_Task brief_
In the passage on digital transformation in established organizations, reproduce word for word everything from "In contrast, digitally-driven" up to and including "established organizations (LEOs).".

_Document passage_
In contrast, digitally-driven disruption and the uncertainties they bring place mature organizations at a disadvantage when faced with these “born digital” challengers. The disorientation they experience is due to the reshaping of many of the principles on which their business activities are based. One of their most challenging aspects is the need to rebalance several levers of business. Assumptions and priorities that have long been in place must now be re-examined. They need to hold on to their traditions and heritage, while adopting new ways of thinking and working.
Consequently, engaging in any digital transformation requires organizations to face a series of fundamental paradoxes. Here we highlight five that summarize the profound nature of the challenge to digital adoption in large established organizations (LEOs).

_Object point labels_

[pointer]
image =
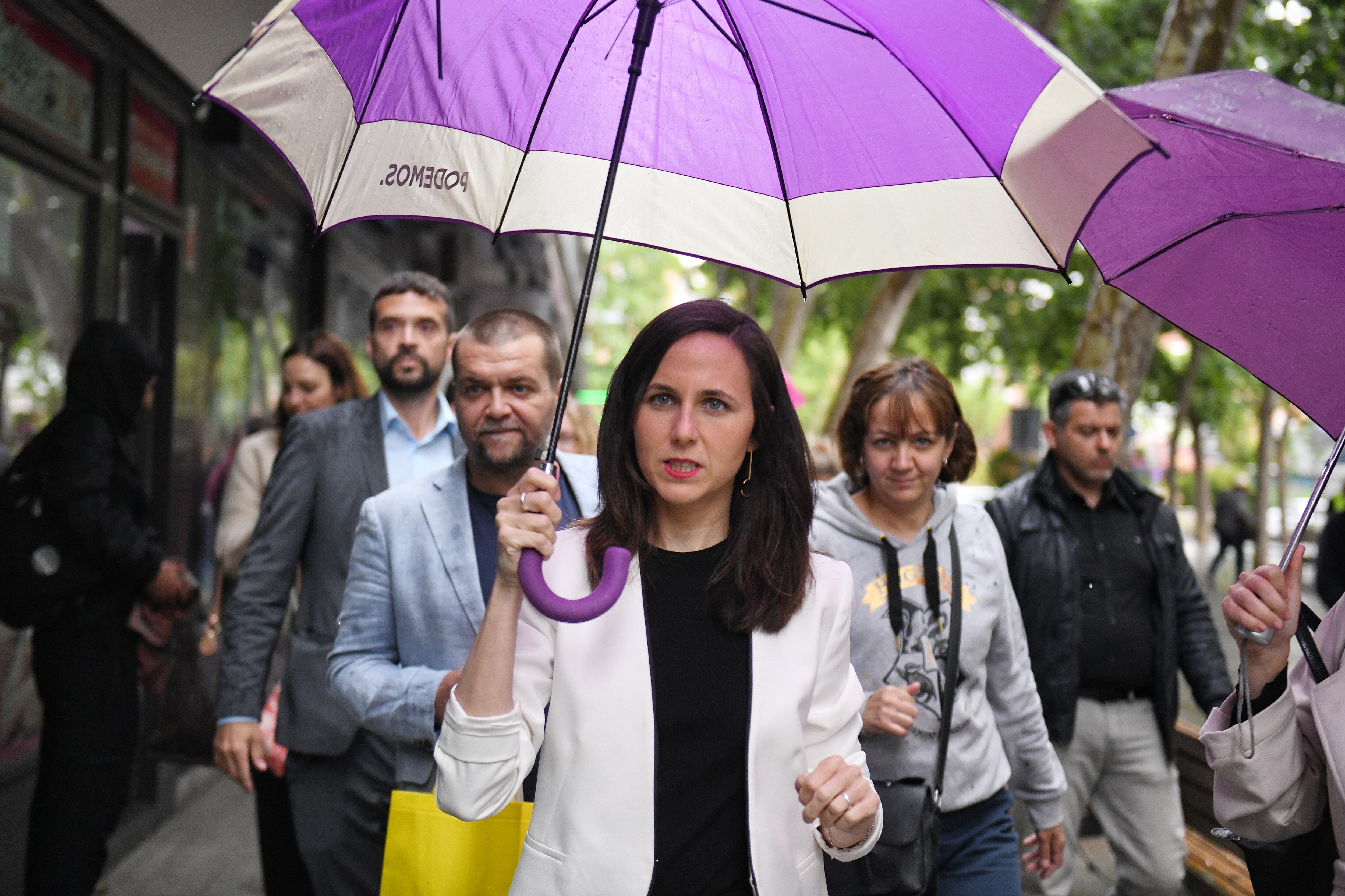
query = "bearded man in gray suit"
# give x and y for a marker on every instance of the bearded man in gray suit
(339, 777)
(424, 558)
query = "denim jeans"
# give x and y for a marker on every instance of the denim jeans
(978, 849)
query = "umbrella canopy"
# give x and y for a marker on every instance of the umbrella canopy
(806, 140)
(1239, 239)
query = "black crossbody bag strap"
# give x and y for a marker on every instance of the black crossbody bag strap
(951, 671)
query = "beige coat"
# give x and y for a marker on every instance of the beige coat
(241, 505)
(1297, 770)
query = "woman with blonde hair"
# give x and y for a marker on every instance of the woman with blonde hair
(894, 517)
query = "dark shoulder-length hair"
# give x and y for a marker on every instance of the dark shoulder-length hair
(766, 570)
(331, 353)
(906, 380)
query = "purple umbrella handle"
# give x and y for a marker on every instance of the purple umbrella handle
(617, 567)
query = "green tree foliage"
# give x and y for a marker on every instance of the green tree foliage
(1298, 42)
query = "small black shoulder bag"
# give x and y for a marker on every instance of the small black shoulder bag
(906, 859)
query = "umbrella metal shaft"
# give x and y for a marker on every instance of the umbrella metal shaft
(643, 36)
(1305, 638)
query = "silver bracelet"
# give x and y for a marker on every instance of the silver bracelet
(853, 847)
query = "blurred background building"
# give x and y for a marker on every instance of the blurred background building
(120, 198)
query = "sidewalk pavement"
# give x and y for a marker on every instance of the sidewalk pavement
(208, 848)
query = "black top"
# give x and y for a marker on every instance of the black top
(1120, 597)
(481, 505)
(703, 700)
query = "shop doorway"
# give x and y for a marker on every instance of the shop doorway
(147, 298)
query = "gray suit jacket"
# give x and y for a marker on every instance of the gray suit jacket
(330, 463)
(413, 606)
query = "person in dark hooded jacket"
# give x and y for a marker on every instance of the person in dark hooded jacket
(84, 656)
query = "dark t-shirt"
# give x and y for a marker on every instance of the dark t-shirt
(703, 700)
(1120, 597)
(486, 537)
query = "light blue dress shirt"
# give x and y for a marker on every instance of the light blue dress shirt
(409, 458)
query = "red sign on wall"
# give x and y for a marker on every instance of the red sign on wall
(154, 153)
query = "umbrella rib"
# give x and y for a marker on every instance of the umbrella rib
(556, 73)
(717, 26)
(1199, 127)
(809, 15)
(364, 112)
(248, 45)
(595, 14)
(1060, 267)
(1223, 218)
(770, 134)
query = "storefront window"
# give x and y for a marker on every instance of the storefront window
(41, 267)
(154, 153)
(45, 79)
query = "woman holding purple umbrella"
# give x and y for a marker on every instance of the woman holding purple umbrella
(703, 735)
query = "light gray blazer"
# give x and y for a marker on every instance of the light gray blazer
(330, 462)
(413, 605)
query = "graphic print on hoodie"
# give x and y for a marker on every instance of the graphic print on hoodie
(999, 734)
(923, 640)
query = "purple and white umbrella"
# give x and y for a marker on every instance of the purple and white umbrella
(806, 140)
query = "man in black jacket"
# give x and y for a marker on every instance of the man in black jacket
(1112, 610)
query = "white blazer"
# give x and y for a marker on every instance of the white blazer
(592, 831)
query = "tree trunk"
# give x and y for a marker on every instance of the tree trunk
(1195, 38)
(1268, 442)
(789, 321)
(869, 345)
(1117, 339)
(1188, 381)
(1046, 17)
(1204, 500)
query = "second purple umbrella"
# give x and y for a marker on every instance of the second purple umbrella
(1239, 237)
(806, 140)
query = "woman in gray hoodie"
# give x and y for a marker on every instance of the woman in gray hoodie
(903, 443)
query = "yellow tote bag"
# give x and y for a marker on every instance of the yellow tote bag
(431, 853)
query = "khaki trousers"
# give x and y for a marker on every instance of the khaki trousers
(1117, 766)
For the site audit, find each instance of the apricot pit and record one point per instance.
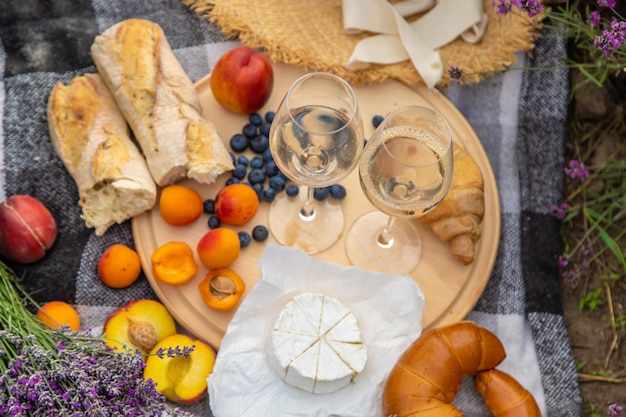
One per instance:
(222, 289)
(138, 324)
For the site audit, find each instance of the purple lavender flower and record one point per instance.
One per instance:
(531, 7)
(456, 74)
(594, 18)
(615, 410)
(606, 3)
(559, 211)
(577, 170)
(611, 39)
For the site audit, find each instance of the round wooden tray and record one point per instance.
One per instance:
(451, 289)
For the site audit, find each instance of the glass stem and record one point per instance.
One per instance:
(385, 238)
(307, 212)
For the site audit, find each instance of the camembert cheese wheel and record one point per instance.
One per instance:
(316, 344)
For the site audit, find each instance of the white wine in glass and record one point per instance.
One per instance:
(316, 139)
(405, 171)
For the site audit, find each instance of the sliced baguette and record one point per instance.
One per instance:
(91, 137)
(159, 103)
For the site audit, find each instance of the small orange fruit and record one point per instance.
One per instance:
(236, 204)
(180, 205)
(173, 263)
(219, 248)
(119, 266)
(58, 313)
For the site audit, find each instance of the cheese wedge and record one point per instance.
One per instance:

_Result for this exercise_
In contrast, digitally-driven disruption and the uncertainties they bring place mature organizations at a disadvantage when faced with these “born digital” challengers. The disorientation they experience is due to the reshaping of many of the principles on which their business activities are based. One of their most challenging aspects is the need to rebalance several levers of business. Assumptions and priorities that have long been in place must now be re-examined. They need to hold on to their traditions and heritage, while adopting new ways of thinking and working.
Consequently, engaging in any digital transformation requires organizations to face a series of fundamental paradoxes. Here we highlight five that summarize the profound nature of the challenge to digital adoption in large established organizations (LEOs).